• _OBJECTIVE_:
Which lines of the records contain the word "fuzzy"? Return every one of them in full, treating uppercase and lowercase as different.

• _DATA LISTING_:
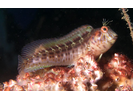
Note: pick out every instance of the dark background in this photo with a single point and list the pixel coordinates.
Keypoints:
(24, 25)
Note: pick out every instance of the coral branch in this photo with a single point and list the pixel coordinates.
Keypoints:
(82, 77)
(127, 19)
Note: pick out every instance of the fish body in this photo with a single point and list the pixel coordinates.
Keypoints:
(67, 49)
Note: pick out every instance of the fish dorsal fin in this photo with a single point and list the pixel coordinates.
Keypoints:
(29, 49)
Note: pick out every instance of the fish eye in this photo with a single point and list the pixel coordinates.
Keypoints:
(104, 29)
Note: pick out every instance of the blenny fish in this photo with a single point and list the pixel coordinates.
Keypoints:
(66, 50)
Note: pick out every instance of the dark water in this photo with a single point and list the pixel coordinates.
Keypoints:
(23, 25)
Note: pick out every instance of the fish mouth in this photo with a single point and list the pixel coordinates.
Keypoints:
(115, 37)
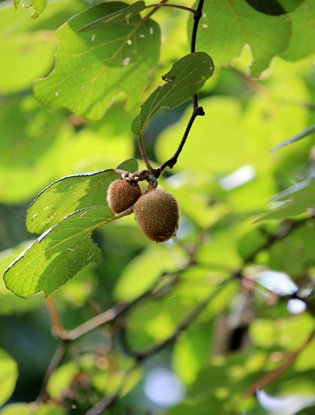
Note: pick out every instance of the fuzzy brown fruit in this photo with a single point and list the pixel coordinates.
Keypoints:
(156, 212)
(122, 194)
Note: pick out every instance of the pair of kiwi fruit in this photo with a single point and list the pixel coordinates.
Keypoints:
(156, 211)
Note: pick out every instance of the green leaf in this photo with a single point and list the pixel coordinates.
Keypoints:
(66, 195)
(91, 68)
(303, 32)
(71, 193)
(32, 409)
(225, 27)
(186, 77)
(37, 6)
(58, 254)
(8, 376)
(119, 16)
(10, 303)
(28, 56)
(296, 200)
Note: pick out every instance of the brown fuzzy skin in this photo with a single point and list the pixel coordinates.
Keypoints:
(156, 212)
(122, 194)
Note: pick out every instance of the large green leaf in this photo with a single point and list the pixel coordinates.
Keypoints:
(120, 16)
(8, 376)
(58, 254)
(27, 56)
(32, 409)
(226, 26)
(296, 200)
(91, 68)
(70, 193)
(303, 32)
(37, 6)
(66, 195)
(186, 77)
(10, 303)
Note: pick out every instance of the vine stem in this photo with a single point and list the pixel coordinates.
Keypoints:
(143, 356)
(54, 363)
(197, 110)
(143, 153)
(174, 6)
(295, 138)
(290, 359)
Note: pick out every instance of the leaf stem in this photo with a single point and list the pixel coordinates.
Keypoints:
(174, 6)
(54, 363)
(143, 153)
(295, 138)
(291, 358)
(173, 160)
(197, 110)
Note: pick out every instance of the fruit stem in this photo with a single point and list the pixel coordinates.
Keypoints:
(144, 154)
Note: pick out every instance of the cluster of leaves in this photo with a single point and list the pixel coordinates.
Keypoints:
(261, 93)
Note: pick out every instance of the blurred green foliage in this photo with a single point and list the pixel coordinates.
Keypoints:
(244, 210)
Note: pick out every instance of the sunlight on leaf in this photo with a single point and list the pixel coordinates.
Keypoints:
(58, 254)
(8, 376)
(186, 77)
(37, 6)
(227, 26)
(91, 68)
(69, 194)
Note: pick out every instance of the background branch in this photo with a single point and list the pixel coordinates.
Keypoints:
(295, 138)
(196, 109)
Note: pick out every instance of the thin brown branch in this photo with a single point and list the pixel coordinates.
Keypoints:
(56, 326)
(295, 138)
(156, 7)
(54, 363)
(141, 357)
(173, 160)
(182, 326)
(174, 6)
(113, 313)
(105, 403)
(197, 110)
(286, 228)
(143, 153)
(291, 358)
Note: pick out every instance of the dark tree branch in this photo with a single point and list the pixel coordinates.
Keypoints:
(143, 153)
(174, 6)
(295, 138)
(197, 111)
(54, 363)
(141, 357)
(290, 359)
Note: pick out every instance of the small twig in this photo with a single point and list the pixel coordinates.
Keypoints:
(197, 110)
(197, 17)
(174, 6)
(183, 325)
(285, 229)
(105, 403)
(56, 326)
(156, 7)
(173, 160)
(110, 314)
(54, 363)
(143, 153)
(143, 356)
(291, 358)
(295, 138)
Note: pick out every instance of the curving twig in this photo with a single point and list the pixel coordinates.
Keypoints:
(295, 138)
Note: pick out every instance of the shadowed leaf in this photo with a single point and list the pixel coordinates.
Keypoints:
(186, 77)
(58, 254)
(91, 68)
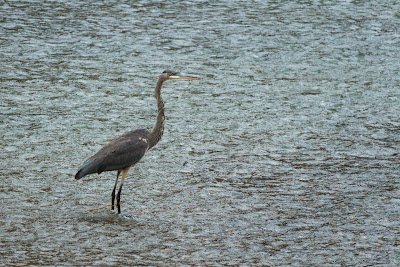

• _RESULT FOR THIS EXERCISE_:
Note: pick out every instance of the fuzzy brown fruit in this photo with a single point and list the pixel coordinates.
Note: pick out every instance of the brown fuzzy skin in this photo with a single point and list the pixel coordinates.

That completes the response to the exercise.